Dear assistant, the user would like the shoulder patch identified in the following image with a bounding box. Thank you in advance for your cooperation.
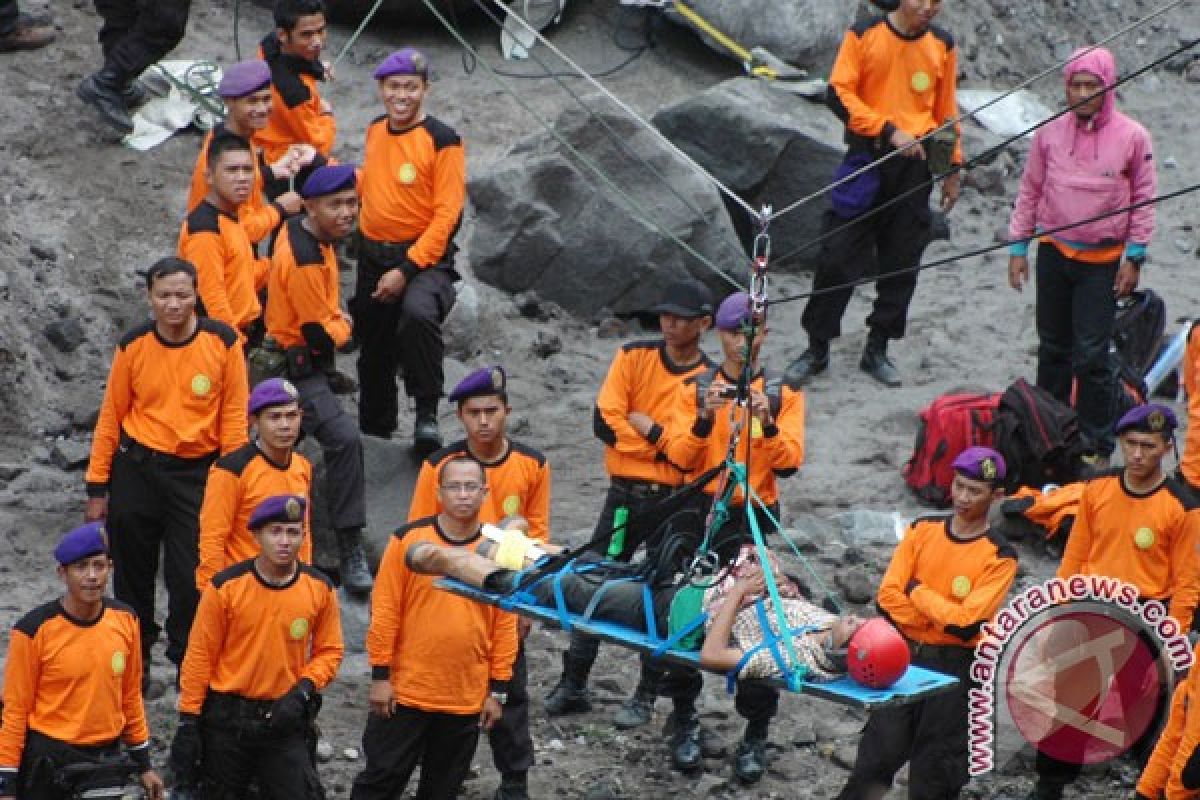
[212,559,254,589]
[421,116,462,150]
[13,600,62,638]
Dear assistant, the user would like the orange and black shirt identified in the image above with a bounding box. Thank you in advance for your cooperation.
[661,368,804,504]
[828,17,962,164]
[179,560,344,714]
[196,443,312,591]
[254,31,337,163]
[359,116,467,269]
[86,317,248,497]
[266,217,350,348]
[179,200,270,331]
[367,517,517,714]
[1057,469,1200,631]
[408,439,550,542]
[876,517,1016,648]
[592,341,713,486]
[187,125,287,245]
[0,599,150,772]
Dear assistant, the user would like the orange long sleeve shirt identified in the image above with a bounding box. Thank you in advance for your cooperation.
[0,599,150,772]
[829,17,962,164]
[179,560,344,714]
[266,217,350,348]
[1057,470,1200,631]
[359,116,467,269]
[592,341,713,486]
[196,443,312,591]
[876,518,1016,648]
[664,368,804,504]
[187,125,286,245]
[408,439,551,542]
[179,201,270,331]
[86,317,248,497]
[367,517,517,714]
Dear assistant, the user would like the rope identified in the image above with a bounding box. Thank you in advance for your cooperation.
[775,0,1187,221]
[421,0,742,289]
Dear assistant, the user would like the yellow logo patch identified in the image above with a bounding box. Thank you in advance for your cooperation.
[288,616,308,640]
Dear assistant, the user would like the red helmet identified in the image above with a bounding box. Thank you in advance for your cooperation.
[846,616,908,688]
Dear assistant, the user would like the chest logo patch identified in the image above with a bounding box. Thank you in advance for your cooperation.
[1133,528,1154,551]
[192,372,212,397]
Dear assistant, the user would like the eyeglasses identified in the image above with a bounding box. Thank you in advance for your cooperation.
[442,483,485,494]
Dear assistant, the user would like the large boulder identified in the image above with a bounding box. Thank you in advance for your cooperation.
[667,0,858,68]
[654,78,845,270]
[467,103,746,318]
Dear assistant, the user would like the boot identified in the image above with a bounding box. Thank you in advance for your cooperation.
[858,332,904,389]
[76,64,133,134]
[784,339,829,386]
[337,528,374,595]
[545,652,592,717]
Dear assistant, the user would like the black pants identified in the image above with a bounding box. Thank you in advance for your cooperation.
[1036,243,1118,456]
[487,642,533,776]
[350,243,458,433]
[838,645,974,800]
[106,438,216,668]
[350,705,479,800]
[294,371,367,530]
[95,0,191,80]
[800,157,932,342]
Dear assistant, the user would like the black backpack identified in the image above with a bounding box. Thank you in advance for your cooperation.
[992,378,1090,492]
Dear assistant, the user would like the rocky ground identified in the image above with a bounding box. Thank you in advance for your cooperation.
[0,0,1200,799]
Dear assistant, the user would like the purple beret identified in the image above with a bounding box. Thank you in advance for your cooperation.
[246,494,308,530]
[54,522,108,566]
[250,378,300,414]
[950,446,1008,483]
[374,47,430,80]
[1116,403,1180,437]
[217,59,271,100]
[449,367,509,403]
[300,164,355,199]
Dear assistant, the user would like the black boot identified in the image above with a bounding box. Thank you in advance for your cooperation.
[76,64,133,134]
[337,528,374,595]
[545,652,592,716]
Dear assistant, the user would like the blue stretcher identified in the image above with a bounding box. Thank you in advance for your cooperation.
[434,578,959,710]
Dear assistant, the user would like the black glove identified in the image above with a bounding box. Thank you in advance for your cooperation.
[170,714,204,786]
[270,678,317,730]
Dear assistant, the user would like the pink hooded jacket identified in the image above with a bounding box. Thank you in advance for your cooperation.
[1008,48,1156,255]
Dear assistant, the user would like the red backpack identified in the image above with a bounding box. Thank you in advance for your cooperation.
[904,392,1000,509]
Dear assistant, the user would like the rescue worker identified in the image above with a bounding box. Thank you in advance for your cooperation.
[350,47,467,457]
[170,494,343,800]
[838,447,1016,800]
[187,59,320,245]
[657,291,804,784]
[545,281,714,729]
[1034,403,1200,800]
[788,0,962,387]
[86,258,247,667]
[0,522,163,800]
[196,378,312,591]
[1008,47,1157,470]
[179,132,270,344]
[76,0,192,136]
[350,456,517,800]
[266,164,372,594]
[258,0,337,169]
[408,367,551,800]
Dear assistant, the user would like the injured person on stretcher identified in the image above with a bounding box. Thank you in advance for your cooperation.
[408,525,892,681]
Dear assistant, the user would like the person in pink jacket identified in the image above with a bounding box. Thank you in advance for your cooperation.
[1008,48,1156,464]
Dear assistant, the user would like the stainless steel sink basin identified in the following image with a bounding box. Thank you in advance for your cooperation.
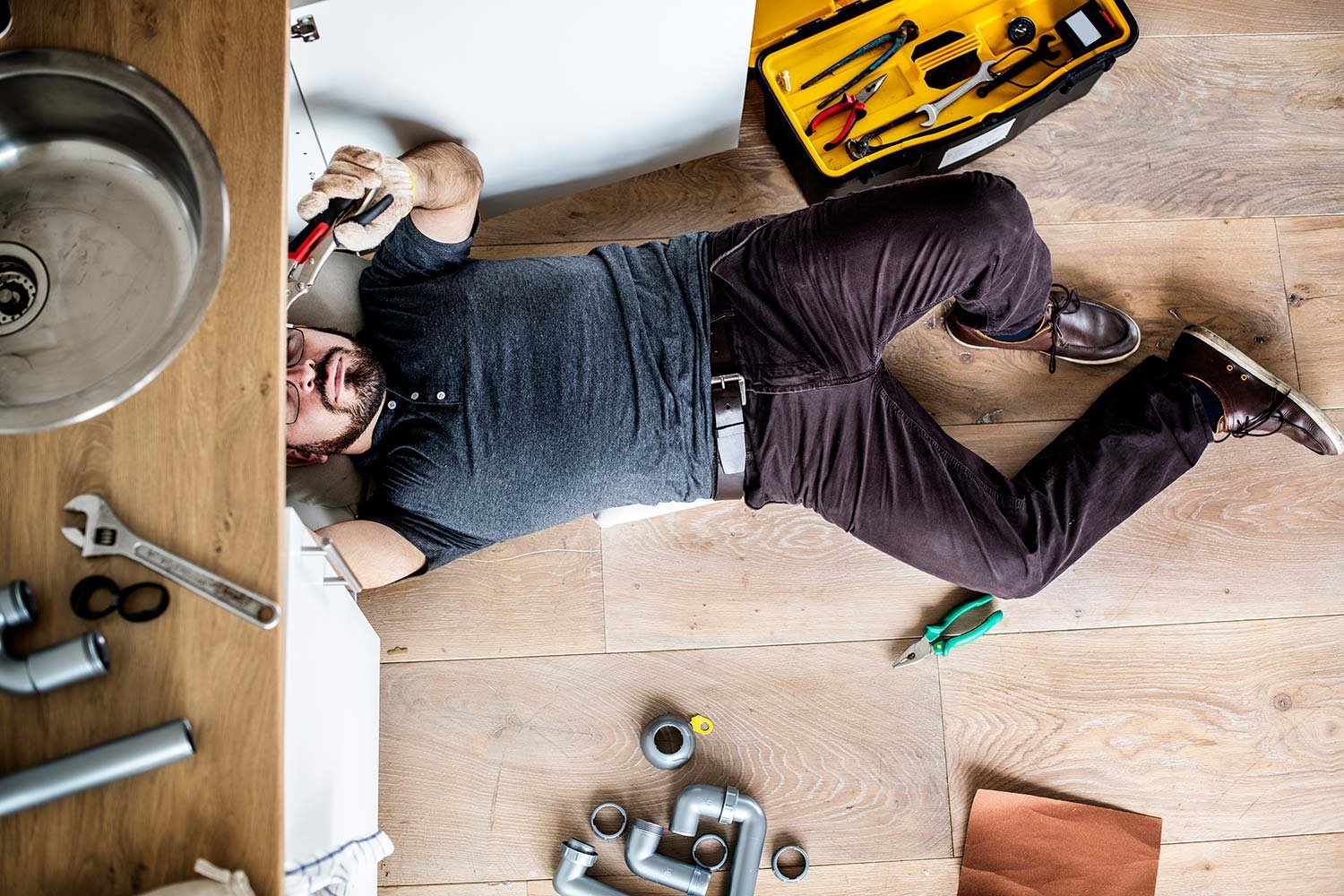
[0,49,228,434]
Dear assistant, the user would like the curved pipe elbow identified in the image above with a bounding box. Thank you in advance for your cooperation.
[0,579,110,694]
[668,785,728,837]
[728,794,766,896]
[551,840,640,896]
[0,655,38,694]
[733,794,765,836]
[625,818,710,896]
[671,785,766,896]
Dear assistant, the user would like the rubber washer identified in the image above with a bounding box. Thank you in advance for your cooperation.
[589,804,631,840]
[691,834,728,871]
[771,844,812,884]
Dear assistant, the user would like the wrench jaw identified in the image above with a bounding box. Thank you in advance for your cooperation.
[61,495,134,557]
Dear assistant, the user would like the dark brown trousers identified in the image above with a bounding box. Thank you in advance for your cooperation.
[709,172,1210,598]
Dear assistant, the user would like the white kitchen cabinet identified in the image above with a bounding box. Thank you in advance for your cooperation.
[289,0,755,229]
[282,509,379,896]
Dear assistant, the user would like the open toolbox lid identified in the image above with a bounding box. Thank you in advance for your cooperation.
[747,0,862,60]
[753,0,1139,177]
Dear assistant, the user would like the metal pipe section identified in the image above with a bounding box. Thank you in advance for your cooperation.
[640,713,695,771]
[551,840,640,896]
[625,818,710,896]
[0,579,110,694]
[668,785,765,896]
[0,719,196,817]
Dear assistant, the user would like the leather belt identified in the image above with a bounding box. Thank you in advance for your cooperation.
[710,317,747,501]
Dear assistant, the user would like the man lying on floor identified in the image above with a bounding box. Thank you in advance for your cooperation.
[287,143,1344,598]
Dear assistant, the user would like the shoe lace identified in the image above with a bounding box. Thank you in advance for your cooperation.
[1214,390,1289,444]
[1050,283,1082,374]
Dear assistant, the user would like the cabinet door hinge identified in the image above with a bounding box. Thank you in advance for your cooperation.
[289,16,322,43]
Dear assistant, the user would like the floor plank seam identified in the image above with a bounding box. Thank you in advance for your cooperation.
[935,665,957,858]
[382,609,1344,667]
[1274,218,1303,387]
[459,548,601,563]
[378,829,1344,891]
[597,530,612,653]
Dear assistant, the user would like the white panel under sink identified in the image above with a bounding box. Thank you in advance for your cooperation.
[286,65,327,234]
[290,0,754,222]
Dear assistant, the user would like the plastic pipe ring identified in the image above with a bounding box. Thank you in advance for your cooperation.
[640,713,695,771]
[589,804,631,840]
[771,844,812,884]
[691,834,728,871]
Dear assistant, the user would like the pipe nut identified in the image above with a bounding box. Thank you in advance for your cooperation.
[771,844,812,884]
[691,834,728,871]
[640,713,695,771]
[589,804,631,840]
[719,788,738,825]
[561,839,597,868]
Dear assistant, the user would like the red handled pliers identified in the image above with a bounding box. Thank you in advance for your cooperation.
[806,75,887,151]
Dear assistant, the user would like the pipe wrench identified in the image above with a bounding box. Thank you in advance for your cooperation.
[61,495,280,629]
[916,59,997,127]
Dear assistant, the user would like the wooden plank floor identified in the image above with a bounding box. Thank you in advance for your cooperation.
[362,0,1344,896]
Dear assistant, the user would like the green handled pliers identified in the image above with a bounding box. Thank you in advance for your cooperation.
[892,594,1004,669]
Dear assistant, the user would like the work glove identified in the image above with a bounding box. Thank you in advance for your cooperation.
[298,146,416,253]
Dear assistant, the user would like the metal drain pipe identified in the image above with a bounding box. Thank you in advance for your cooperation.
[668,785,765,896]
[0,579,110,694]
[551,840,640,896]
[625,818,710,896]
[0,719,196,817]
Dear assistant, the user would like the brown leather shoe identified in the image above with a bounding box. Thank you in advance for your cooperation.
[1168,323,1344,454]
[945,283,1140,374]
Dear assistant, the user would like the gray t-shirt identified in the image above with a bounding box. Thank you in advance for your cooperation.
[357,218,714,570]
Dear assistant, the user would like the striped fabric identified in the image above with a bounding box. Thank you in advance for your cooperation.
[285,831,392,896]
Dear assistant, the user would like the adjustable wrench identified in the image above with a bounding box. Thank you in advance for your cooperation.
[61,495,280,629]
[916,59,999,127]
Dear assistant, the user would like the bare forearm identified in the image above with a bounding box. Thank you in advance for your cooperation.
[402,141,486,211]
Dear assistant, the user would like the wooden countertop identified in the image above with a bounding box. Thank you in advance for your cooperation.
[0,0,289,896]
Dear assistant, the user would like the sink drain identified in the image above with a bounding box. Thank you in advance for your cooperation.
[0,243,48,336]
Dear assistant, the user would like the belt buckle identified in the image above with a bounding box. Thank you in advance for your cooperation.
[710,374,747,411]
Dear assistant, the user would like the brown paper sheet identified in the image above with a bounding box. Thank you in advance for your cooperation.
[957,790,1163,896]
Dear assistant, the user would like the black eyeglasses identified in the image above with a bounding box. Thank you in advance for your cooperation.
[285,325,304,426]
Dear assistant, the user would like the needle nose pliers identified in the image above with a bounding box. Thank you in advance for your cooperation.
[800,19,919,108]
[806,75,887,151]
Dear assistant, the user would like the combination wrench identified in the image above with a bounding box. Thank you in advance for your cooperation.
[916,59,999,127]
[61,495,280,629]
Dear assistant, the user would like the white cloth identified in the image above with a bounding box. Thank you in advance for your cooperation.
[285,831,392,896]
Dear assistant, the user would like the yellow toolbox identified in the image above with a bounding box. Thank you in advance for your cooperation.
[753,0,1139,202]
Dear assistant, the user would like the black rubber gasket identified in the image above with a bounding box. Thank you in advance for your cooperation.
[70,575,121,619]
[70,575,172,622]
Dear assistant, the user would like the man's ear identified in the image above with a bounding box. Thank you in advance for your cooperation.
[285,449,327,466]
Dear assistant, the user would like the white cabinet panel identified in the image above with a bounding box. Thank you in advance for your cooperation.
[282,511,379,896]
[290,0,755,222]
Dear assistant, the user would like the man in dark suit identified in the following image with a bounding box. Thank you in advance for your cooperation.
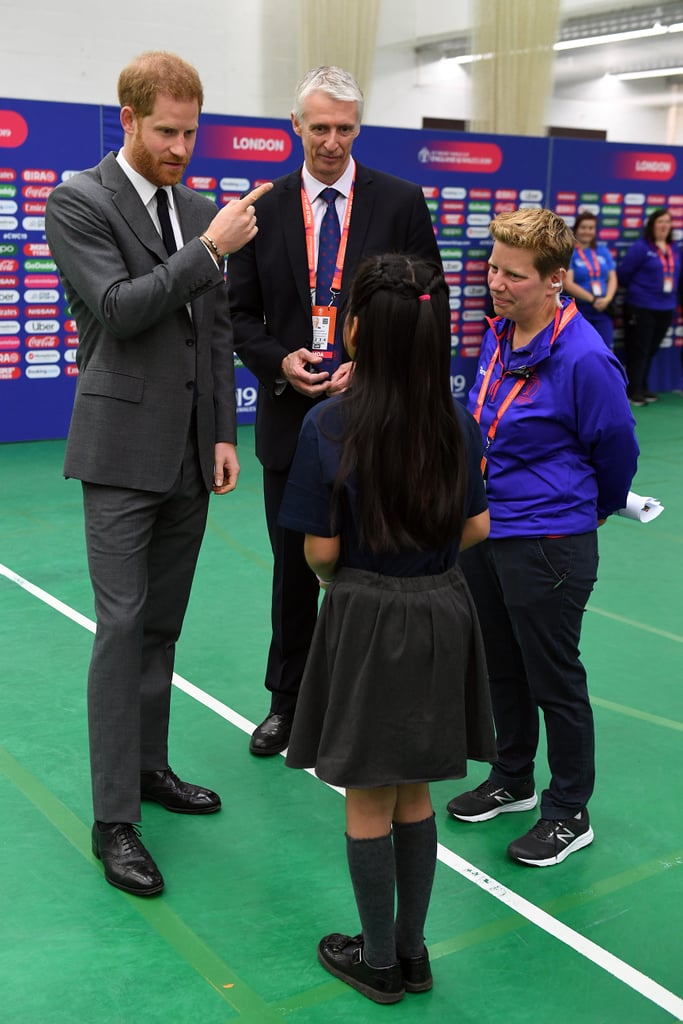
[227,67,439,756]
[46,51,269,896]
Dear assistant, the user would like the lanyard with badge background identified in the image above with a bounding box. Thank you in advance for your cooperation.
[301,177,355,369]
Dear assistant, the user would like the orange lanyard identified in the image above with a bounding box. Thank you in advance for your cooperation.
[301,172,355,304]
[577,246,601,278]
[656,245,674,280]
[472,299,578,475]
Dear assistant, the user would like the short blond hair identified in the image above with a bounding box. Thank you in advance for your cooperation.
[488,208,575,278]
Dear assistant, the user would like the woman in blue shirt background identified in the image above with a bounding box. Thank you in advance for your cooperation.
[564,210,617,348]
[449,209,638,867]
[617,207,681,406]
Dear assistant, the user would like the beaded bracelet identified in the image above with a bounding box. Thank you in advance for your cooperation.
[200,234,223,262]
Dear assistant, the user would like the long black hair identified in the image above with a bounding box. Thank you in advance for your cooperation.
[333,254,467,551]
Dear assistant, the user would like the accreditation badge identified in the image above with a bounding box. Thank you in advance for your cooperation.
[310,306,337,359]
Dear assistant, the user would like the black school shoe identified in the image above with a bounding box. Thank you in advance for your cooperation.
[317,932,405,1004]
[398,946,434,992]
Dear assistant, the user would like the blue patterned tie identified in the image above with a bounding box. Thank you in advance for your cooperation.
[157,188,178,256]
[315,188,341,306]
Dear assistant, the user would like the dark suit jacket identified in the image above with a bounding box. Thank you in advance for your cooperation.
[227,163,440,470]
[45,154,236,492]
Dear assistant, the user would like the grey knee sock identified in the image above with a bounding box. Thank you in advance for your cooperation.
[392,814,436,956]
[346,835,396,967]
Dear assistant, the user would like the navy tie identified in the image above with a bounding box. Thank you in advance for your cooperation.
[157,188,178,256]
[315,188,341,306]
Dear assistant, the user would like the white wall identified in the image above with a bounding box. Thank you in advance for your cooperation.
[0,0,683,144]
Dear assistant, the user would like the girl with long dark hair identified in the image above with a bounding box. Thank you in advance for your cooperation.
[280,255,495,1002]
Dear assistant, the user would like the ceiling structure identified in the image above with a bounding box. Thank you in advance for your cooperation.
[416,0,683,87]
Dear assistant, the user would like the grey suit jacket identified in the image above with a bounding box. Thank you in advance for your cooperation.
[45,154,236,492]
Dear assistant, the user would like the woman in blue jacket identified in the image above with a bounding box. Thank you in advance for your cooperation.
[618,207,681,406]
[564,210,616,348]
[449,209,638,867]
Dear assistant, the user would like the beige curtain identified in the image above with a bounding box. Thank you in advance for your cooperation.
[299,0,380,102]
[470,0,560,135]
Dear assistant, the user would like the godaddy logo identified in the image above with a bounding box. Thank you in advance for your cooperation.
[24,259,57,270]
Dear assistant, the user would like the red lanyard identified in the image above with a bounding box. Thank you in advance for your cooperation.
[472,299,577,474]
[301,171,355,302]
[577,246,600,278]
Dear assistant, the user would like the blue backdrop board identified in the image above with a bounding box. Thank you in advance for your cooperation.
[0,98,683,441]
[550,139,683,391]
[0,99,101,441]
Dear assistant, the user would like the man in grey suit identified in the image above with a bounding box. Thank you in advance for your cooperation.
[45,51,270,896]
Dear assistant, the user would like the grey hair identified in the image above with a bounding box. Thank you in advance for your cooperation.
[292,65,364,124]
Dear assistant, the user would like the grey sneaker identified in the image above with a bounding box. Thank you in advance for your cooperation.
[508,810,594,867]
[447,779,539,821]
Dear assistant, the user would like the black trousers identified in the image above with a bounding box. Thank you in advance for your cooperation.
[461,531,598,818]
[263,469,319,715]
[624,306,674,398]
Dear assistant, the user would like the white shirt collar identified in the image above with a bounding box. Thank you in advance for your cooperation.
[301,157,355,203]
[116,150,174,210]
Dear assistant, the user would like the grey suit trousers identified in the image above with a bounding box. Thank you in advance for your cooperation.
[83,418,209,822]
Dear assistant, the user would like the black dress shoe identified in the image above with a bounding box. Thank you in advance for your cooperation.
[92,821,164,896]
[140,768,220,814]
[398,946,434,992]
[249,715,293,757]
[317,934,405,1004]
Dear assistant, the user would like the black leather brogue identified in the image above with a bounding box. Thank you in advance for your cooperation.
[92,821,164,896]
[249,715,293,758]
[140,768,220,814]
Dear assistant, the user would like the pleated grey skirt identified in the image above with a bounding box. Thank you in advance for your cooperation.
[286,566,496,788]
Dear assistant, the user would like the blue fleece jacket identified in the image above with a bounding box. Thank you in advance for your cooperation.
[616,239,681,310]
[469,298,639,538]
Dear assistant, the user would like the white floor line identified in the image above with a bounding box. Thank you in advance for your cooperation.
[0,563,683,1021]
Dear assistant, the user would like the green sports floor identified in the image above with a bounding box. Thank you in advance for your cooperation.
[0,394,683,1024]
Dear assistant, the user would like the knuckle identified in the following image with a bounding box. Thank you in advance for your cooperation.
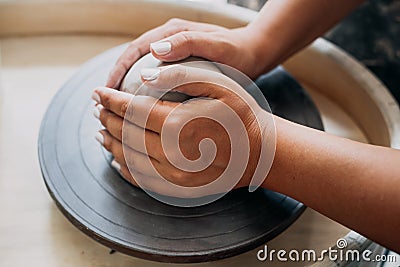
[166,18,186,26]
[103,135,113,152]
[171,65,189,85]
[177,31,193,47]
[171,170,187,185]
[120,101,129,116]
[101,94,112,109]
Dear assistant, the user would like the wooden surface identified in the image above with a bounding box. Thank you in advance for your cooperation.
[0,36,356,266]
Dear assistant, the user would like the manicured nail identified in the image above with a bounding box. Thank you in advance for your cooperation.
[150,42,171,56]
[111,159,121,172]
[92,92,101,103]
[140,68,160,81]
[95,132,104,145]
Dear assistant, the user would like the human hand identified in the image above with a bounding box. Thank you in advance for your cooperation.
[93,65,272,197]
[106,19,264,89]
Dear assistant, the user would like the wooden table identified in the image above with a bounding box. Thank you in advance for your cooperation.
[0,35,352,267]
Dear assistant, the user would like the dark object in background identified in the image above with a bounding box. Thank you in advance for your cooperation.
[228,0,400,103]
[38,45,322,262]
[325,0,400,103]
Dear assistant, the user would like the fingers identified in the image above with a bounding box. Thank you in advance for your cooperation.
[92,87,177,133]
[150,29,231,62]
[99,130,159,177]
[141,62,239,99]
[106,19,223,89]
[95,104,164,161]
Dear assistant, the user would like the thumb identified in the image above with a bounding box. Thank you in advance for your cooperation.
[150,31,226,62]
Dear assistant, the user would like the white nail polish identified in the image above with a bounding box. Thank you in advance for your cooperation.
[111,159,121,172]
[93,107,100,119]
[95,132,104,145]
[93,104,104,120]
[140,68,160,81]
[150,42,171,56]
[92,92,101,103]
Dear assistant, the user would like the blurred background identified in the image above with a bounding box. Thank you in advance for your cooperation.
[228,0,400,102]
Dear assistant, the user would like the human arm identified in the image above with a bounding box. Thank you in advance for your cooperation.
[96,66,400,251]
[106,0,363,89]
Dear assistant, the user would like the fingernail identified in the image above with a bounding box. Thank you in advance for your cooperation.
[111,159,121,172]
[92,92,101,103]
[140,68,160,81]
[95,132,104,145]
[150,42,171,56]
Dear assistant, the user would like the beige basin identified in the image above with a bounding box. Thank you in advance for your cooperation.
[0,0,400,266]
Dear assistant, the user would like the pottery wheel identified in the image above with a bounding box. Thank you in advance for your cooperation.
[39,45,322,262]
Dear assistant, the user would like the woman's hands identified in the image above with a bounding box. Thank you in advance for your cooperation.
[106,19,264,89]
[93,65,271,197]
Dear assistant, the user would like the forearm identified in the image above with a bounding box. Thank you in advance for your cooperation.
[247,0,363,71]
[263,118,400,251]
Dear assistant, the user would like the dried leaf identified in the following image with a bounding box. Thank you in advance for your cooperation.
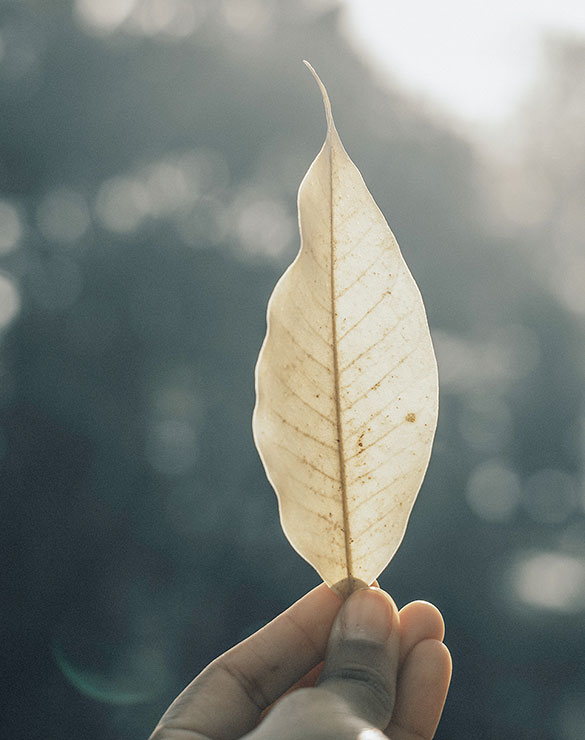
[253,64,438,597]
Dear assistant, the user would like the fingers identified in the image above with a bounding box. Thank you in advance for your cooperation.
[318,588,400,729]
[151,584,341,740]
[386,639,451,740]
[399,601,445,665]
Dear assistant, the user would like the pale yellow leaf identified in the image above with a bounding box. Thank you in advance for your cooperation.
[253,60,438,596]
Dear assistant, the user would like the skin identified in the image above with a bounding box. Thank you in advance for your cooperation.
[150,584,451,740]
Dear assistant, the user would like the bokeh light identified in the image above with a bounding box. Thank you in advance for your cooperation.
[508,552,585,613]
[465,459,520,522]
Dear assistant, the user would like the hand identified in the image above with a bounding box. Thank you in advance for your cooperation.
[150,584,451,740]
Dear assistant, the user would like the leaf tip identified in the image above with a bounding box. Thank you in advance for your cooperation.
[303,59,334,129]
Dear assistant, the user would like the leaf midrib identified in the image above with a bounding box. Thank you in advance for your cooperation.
━━━━━━━━━━━━━━━━
* **Exercise**: Arrange the lines as a numbered list, starting at the first line of the records and ending at the line that contains "[13,600,62,638]", with blank lines and pictures left out.

* **Expected answer**:
1. Dear assistant, the user would like the shoulder patch identified in the following image with a bounding box. Thank you in advance for your cooperation.
2. [212,559,254,589]
3. [421,116,462,150]
4. [13,600,62,638]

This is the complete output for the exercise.